=== Texte à lire ===
Une pluie de mesures économiques et sociales
Après les élections et l’état d’urgence, le troisième pilier du texte réside dans les mesures d’urgence économique et d’adaptation à la lutte contre l’épidémie. Le gouvernement sera autorisé à prendre par ordonnances toutes les mesures nécessaires, dans un délai de trois mois à compter de la publication de la loi.
- Définir des aides directes ou indirectes (soutien à la trésorerie)
- Limiter les ruptures des contrats de travail
- Renforcer le recours à l’activité partielle
- Modifier les conditions d’acquisition de congés payés et permettre à tout employeur d’imposer ou de modifier unilatéralement les dates de prise d’une partie des congés payés ou encore des jours de réduction du temps de travail
- Permettre aux entreprises des secteurs particulièrement nécessaires à la sécurité de la Nation ou à la continuité de la vie économique et sociale « de déroger aux règles d’ordre public et aux stipulations conventionnelles relatives à la durée du travail, au repos hebdomadaire et au repos dominical »
- Aménager les modalités de l’exercice par les services de santé au travail du suivi de l’état de santé des travailleurs
- Modifier les modalités d’information et de consultation des instances représentatives du personnel
- Modifier le droit des procédures collectives et des entreprises en difficulté afin de faciliter le traitement préventif des conséquences de la crise sanitaire
- Permettre de reporter ou d’étaler le paiement des loyers, des factures d’eau, de gaz et d’électricité afférents aux locaux professionnels.
- Différentes mesures concernent également le secteur de la justice, la Banque publique d’investissement, les diplômes et l’enseignement supérieur, la garde des enfants, la protection des personnes en situation de handicap, le budget des collectivités, etc.
On ne sait pas encore ce que le gouvernement fera sur chacune des lignes. C'est à la lecture des ordonnances qu'on le saura. Notons que les projets d’ordonnance seront dispensés de toute consultation obligatoire prévue par une disposition législative ou réglementaire.
Un texte de ratification sera programmé dans les deux mois, après chacune d'elles.
=== Extrait de données ===
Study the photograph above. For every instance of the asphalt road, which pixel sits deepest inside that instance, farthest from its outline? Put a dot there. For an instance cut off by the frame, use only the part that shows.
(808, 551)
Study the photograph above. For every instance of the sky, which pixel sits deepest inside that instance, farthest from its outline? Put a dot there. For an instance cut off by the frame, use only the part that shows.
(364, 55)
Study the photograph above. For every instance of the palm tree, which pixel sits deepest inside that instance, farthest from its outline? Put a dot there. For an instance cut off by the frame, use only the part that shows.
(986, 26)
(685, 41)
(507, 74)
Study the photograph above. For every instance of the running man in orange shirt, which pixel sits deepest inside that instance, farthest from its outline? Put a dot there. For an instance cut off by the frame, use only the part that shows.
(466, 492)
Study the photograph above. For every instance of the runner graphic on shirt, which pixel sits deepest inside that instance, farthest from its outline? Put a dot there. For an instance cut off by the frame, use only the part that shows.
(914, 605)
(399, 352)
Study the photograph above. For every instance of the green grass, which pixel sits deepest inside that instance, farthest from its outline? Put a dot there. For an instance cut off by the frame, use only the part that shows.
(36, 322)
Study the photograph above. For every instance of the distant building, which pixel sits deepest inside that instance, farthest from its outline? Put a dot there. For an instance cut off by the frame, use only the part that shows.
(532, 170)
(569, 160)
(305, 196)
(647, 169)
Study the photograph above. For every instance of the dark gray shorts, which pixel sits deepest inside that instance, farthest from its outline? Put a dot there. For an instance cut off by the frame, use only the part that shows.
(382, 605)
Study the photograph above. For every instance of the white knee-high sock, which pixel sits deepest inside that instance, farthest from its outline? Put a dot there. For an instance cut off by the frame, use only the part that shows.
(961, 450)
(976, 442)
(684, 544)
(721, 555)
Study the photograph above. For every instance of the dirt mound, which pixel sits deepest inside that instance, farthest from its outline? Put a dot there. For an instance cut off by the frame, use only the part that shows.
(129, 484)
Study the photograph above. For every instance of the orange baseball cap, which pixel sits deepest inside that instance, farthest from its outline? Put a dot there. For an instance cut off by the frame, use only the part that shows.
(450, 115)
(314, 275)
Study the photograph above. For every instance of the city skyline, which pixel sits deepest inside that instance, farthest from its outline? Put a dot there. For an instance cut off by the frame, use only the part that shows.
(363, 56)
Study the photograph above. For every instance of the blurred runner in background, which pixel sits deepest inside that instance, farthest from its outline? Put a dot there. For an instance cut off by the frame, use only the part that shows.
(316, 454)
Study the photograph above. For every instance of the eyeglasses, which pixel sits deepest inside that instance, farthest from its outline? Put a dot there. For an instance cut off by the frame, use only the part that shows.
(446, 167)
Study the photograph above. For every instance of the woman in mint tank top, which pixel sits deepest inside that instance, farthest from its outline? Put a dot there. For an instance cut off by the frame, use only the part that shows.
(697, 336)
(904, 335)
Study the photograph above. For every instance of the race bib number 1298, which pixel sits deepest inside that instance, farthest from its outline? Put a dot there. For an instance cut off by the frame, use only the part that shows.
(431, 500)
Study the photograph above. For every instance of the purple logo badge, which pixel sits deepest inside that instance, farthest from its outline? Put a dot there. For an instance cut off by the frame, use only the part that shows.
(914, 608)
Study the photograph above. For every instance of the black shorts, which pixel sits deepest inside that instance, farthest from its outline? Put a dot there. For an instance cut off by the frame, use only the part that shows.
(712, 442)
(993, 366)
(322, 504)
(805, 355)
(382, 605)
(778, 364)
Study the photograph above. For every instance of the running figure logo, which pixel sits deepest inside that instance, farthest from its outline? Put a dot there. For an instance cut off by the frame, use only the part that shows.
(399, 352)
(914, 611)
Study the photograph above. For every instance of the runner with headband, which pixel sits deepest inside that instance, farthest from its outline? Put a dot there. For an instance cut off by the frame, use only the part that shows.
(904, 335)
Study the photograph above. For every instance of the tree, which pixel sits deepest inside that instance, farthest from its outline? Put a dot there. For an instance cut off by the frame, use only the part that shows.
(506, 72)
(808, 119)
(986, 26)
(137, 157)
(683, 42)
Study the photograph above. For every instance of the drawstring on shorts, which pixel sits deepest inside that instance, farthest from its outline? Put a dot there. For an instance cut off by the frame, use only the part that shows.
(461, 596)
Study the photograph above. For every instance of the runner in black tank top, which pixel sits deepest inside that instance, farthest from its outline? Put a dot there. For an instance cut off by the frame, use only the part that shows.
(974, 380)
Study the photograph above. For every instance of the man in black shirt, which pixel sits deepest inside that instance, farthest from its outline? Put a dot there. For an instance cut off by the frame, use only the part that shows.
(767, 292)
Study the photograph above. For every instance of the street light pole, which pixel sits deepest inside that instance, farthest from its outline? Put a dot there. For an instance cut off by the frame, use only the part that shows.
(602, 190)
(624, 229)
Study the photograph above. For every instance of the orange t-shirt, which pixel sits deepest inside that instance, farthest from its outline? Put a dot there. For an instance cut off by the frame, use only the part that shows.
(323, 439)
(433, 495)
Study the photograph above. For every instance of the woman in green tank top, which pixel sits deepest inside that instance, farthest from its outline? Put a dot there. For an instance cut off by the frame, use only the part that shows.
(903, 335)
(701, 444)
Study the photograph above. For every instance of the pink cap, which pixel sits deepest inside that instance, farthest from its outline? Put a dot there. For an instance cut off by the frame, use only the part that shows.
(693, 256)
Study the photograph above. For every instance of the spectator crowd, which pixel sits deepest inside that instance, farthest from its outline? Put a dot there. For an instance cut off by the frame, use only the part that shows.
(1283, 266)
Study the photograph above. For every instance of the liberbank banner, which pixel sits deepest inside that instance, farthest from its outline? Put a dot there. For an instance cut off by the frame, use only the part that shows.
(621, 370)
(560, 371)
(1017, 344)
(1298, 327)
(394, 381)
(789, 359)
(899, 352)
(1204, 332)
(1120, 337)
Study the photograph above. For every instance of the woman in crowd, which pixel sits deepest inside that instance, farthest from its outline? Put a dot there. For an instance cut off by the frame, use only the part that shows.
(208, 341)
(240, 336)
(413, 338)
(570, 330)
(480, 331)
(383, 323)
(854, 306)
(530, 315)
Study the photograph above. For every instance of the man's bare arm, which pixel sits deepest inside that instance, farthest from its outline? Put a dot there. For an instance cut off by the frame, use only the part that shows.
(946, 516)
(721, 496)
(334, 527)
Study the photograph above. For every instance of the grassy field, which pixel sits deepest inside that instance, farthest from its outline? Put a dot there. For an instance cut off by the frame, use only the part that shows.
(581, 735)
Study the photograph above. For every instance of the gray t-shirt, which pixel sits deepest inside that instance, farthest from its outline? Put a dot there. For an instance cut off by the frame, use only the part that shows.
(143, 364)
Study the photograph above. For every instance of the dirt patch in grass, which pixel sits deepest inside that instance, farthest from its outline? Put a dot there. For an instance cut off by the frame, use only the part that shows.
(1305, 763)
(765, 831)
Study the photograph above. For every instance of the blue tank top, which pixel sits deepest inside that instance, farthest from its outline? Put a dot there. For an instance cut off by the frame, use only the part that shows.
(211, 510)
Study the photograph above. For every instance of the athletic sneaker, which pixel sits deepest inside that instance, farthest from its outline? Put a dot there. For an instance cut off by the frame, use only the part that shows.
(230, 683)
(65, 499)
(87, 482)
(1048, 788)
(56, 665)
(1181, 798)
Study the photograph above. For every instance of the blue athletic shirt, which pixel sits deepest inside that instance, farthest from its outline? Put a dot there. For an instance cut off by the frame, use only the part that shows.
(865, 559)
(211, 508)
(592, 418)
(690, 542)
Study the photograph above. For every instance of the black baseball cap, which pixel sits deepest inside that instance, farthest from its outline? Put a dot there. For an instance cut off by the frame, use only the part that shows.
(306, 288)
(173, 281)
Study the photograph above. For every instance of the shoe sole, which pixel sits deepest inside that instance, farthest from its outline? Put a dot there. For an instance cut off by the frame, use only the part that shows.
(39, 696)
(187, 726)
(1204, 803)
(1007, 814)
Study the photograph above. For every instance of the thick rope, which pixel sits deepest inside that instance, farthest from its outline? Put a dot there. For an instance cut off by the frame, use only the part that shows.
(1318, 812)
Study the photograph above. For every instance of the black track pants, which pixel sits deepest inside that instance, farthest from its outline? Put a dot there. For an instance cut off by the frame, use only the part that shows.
===
• _Consignes_
Comment traduire en anglais cette phrase du texte sur les mesures d'urgence économique : « Le gouvernement sera autorisé à prendre par ordonnances toutes les mesures nécessaires, dans un délai de trois mois à compter de la publication de la loi. » ?

• _Solution_
The government will be authorized to take all necessary measures by ordinance within three months of the publication of the law.